Consigne: Dressez la liste complète des titres de livres mentionnés dans l'extrait sur Nastassja Martin reproduit plus bas.

Croire aux fauves (éditions Verticales)
D’elle, on connaissait la passion folle pour l’Arctique, qui donnerait en 2016 le très beau livre Les Âmes sauvages. Anthropologue française spécialiste des populations du Grand Nord, la jeune Nastassja Martin (Grenoble, 1986) y racontait ses années passées auprès d’un peuple de chasseurs-cueilleurs du nord-est de l'Alaska. Après avoir été l’élève du grand Philippe Descola (Les Lances du crépuscule), la jeune femme y était partie étudier la manière dont ce peuple tentait de résister aux bouleversements climatiques que lui imposait l’Occident. L’écriture de Nastassja Martin, entière, très personnelle, avait beau emporter loin dans ce premier essai, on n’imaginait pas forcément la scientifique passer un jour du côté du roman.
Froid polaire et volcans
C’était sans compter sur l’événement qui l’attendrait quelques années plus tard au détour des montagnes du Kamtchatka. Été 2015, l’intrépide anthropologue arpente la pointe de l'Extrême-Orient russe (tapez « Kamtchatka » sur Google pour un rapide aperçu : terre sauvage, froid polaire, geysers et volcans...). Là, un jour de marche en solo, elle tombe nez à nez avec un ours. La charge qui s’ensuit, violente, la laissera grièvement blessée, la moitié du visage emportée par le prédateur. Mais bien vivante. L’ours a décidé de l’épargner… Une mystérieuse amnistie, encore aujourd’hui inexpliquée.
Bien sûr, les faits auraient en soi suffisamment d’épaisseur pour fasciner. Reste que Nastassja Martin se détourne sciemment du livre sensationnaliste auquel on aurait pu s’attendre.

Entrées:
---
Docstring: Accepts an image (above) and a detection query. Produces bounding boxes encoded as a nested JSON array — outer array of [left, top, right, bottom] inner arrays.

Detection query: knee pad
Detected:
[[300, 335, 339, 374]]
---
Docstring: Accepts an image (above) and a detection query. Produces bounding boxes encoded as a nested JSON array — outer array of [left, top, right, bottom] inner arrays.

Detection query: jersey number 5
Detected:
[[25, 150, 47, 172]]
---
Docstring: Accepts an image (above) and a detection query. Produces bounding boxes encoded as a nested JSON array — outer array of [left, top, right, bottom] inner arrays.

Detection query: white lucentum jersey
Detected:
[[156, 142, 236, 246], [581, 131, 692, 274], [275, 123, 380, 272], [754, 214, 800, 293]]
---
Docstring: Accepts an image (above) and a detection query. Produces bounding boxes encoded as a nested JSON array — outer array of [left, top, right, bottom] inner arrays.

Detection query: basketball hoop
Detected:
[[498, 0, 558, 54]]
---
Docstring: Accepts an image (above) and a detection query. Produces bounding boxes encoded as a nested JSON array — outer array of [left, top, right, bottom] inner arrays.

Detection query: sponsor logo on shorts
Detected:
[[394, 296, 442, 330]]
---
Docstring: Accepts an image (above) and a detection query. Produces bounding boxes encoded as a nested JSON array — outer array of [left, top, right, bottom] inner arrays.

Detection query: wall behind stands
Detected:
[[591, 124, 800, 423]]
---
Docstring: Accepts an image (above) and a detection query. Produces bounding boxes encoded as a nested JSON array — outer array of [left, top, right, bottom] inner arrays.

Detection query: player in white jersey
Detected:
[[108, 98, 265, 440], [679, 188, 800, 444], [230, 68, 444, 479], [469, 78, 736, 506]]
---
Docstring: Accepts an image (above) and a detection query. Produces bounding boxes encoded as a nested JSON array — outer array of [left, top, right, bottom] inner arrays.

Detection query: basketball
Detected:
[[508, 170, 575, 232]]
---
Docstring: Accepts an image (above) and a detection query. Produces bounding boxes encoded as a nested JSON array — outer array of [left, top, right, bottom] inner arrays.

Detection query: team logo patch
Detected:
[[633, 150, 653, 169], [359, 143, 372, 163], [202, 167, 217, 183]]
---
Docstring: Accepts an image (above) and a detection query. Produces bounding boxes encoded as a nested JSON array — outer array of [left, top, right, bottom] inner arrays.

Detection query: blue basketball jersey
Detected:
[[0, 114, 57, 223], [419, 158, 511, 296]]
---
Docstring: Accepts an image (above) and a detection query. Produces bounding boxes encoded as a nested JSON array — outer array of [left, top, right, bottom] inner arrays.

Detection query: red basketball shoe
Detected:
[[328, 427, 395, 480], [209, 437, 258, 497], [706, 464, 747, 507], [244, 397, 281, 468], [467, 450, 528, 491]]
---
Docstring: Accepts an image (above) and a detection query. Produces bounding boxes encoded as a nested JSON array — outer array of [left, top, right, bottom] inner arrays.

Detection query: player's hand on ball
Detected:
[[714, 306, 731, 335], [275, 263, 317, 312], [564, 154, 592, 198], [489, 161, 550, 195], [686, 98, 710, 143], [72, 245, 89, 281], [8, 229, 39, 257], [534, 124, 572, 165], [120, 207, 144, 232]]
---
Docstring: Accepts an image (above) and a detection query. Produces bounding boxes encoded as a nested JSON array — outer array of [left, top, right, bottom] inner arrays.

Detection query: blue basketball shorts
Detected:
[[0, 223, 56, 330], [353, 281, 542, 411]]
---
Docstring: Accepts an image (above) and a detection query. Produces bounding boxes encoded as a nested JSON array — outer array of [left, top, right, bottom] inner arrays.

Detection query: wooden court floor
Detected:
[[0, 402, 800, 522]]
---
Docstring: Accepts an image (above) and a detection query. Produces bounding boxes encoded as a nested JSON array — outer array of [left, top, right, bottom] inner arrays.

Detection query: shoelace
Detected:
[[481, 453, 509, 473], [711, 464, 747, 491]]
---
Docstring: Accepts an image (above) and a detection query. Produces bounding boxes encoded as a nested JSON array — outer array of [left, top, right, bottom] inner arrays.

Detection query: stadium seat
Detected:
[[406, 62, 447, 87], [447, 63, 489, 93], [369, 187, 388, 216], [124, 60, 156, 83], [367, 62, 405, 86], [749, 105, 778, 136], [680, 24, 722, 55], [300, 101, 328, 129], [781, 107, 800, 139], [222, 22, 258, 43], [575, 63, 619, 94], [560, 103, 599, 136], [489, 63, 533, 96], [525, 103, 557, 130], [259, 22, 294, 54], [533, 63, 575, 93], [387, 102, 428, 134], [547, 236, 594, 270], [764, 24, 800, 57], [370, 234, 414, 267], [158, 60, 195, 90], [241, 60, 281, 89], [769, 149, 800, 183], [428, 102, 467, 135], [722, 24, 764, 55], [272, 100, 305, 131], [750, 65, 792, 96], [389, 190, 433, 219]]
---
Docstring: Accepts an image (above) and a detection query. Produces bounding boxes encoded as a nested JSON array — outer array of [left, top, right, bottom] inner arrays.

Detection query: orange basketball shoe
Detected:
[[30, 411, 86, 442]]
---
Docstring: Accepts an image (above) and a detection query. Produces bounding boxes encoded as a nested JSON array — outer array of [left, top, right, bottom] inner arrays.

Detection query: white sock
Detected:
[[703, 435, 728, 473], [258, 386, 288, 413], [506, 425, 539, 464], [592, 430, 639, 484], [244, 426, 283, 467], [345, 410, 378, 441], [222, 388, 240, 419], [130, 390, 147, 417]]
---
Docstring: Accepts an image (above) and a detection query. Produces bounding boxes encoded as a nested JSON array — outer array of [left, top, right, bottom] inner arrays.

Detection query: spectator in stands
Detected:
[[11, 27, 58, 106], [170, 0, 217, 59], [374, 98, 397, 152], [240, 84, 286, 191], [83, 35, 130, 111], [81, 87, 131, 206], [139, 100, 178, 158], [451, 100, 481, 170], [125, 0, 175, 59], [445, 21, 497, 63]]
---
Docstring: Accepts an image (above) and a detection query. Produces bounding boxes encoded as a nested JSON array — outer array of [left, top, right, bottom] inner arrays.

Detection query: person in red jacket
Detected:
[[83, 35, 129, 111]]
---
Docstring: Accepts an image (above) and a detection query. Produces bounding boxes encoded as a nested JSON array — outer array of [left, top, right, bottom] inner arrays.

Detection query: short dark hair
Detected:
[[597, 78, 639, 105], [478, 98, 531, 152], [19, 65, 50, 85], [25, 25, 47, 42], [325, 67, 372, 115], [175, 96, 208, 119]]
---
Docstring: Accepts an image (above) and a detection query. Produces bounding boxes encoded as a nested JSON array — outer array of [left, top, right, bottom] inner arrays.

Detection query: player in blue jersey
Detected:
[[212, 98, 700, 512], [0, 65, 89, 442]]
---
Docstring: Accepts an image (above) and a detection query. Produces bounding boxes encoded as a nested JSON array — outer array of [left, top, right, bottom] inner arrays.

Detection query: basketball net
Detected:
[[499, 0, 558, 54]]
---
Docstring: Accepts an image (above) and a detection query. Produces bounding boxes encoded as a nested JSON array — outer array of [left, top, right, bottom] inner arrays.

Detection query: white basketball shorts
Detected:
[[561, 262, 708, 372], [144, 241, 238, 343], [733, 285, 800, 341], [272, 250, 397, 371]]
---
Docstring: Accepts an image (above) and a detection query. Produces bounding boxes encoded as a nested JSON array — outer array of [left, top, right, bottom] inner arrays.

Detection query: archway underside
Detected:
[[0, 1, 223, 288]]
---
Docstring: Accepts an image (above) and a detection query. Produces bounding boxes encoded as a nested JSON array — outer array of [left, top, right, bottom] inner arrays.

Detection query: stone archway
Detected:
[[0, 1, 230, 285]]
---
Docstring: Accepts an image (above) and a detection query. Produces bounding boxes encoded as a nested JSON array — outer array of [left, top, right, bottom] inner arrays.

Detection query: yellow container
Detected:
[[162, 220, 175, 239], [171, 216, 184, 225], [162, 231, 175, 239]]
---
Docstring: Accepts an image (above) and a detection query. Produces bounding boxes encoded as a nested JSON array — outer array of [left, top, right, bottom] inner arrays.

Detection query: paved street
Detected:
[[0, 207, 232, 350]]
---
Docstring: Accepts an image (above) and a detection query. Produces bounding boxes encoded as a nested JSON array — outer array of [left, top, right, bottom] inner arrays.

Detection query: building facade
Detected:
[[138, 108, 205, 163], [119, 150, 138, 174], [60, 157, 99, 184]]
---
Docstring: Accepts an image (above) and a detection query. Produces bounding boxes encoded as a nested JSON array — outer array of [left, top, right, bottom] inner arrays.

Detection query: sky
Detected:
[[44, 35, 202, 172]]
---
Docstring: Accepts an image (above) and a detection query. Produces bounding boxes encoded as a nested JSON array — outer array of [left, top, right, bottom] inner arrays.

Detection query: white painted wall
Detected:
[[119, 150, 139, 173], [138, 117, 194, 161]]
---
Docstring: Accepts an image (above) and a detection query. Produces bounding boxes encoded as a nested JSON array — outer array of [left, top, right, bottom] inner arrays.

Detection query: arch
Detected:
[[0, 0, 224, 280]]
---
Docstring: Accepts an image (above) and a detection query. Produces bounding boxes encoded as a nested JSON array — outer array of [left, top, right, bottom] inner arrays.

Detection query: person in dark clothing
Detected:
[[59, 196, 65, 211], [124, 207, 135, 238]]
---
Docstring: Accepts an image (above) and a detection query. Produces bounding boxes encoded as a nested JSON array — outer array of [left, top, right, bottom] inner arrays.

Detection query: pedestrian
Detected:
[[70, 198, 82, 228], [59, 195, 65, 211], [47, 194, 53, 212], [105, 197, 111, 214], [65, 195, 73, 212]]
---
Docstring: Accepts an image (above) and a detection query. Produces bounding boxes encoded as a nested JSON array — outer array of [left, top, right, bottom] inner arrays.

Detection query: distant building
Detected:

Réponse finale:
- Croire aux fauves
- Les Âmes sauvages
- Les Lances du crépuscule